# TASKS AND EXERCISES
A. Decide whether each statement agrees with the text on Tony Alvin Ables below: (i) Ables was released on parole in 1983 after serving 12 years in state prison; (ii) Ables was charged with killing Deborah Kisor; (iii) Adeline McLaughlin was shot. For each, answer yes or no and quote the words of the text that settle it.
B. Extend the text on Tony Alvin Ables below by writing the passage that follows its last sentence.

# EXERCISE TEXT
American serial killer

Tony Alvin Ables (born December 28, 1954) is an American serial killer convicted of multiple homicides in the Tampa Bay area. Officially convicted of two murders, he was linked through DNA evidence in 2006 to two additional cases: the 1983 killing of 84-year-old Adeline McLaughlin and the 1987 death of his 31-year-old girlfriend, Deborah Kisor. Despite their romantic involvement, Ables was not charged with killing Kisor, nor has he been tried for McLaughlin's murder. He is currently serving a life sentence for the 1990 murder of another girlfriend, 48-year-old Marlene Burns.

==Murders==
Tony Alvin Ables, at age 16 in 1970, was involved in a robbery in St. Petersburg, Florida, during which a man was killed. Ables was subsequently arrested and, in March 1971, pleaded guilty to first-degree murder, receiving a life sentence. After serving 12 years in state prison, Ables was released on parole in 1983 and found employment as a construction worker.

Five months after his release, on June 25, 1983, Ables entered the apartment of 83-year-old Adeline McLaughlin, a retired widow from Worcester, Massachusetts, by breaking through a window. McLaughlin was suffocated with a pillow, and her apartment was burglarized. The incident surprised the neighboring tenants, who described McLaughlin as a reserved yet friendly elderly woman.

# PROVIDED DATA
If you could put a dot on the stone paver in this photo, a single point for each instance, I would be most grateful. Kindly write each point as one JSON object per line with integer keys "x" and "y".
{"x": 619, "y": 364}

# ANSWERS FOR THE TASKS
A.
(i) Yes: "After serving 12 years in state prison, Ables was released on parole in 1983"
(ii) No: "Ables was not charged with killing Kisor"
(iii) No: "McLaughlin was suffocated with a pillow"

B.
On February 14, 1987, Deborah Kisor, a 31-year-old woman from Monterey, California, was sexually assaulted and murdered. Kisor was last seen the previous day making a phone call from a payphone in front of an apartment building. A bystander came across her body along a path close to Roser Park Bridge, dressed only in a blouse and jacket. Bruises were observed on her legs, with a pair of blue jeans found beside her body. Although Ables was in a romantic relationship with Kisor at the time, he was not arrested as a suspect in her murder.

On June 4, 1990, Ables was involved in a physical altercation with his girlfriend and roommate, 48-year-old Marlene Burns, which resulted in her death. During the incident, Burns was pushed down the stairs and subsequently beaten and kicked. Witnesses saw Ables leaving the apartment and wiping blood off his hands; they had already called the police to report a domestic dispute when they saw him. When police arrived, they arrested Ables on the spot and later charged him with first-degree murder, holding him without bail at the Pinellas County jail.

==Trial and imprisonment==
In January 1992, Tony Alvin Ables was convicted of the murder of Marlene Burns. The jury recommended a death sentence in an 8–4 vote, but Judge Bob Barker overrode the recommendation and sentenced Ables to life in prison. The decision was based on Ables's mental health issues. This was supported by testimony from his brother, Anthony, who indicated that their difficult childhood, including abuse by their father that led to their mother's departure from the family, likely contributed to his mental state.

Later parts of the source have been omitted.